Farhat also pointed to polls that have “clearly shown that most Americans want our government to stop fueling the suffering in Gaza and to take real steps toward ending this war.”

Meanwhile, U.S. Rep. Rashida Tlaib, who was born in Detroit to Palestinian immigrants and is the only Palestinian American member of Congress, introduced a resolution Friday that “officially recognizes that the Israeli government has committed the crime of genocide against the Palestinian people in Gaza.” The resolution also urges the U.S. to fulfill its obligations under the Genocide Convention to intervene and seek accountability.

» **ASSIGNMENT**
From the passage on Gaza and the genocide resolution, list every fact it gives about Rashida Tlaib.

» **PROVIDED RECORDS**
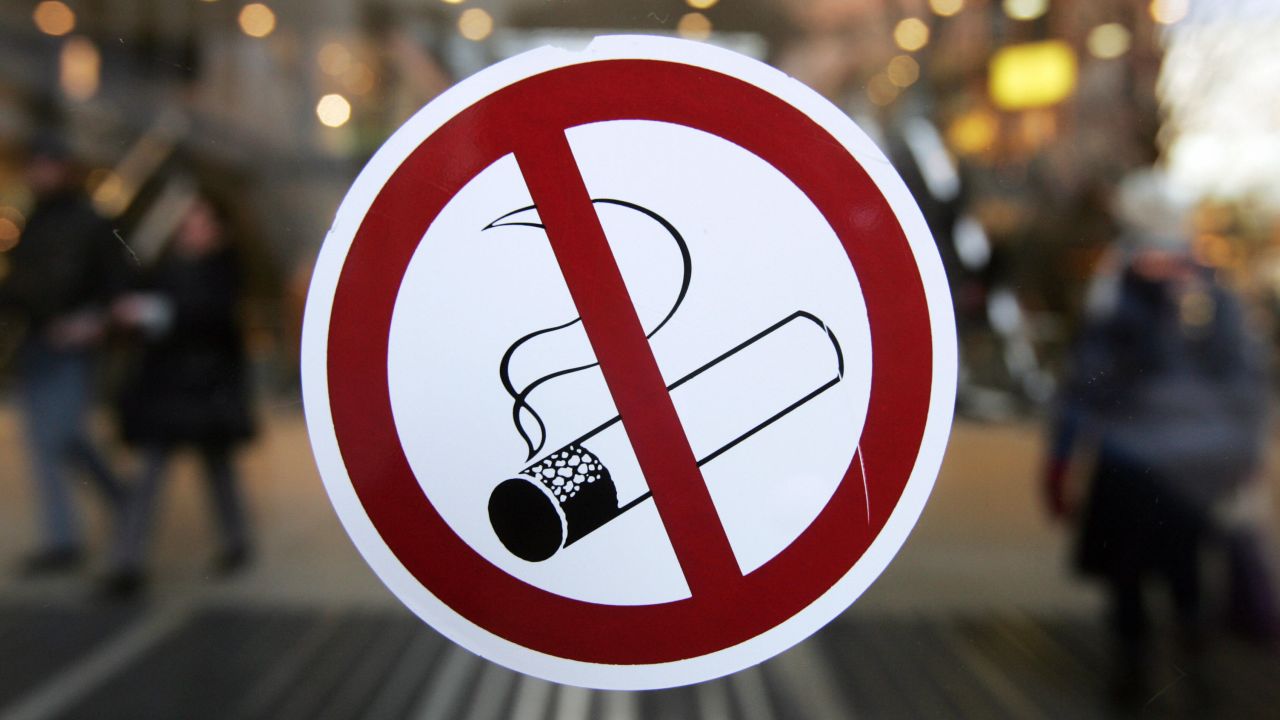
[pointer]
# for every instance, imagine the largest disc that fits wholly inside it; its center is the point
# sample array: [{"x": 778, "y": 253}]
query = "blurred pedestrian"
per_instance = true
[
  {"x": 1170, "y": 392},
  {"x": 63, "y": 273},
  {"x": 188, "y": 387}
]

* * *

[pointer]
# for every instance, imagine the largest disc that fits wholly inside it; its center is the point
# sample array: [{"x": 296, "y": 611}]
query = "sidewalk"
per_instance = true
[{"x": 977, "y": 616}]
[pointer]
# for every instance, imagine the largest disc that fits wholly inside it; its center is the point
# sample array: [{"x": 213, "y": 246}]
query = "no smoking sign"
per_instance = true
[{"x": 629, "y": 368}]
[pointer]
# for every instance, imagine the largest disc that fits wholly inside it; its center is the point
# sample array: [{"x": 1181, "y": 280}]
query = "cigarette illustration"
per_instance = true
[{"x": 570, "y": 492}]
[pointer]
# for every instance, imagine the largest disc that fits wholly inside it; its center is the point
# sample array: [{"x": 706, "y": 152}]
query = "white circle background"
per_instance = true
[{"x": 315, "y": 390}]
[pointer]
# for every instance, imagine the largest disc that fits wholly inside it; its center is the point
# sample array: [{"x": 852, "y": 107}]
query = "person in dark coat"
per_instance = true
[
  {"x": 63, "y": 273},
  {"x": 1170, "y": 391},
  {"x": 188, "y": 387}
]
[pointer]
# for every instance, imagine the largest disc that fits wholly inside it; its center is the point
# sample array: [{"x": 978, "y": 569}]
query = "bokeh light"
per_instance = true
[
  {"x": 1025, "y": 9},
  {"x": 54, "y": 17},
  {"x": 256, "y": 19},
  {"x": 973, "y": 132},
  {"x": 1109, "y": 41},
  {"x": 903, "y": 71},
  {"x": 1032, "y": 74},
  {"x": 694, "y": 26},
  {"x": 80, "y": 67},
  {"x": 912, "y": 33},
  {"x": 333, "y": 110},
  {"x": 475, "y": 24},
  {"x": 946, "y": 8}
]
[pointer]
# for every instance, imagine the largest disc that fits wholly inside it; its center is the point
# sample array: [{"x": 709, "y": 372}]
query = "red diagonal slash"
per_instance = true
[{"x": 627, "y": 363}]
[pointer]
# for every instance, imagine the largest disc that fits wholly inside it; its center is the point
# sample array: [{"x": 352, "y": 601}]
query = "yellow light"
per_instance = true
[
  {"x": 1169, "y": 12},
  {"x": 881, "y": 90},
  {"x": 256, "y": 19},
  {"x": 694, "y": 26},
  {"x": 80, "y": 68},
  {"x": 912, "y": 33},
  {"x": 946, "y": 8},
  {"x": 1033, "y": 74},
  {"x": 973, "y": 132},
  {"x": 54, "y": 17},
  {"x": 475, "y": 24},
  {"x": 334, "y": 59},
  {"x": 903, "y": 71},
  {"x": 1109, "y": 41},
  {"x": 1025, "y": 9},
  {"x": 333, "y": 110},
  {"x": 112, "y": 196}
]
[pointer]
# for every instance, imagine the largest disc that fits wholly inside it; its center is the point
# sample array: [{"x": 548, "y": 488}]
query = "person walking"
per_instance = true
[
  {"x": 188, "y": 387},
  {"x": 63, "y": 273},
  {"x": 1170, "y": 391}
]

» **WRITTEN RESPONSE**
- She is a U.S. Representative.
- She was born in Detroit.
- Her parents were Palestinian immigrants.
- She is the only Palestinian American member of Congress.
- On Friday she introduced a resolution that "officially recognizes that the Israeli government has committed the crime of genocide against the Palestinian people in Gaza."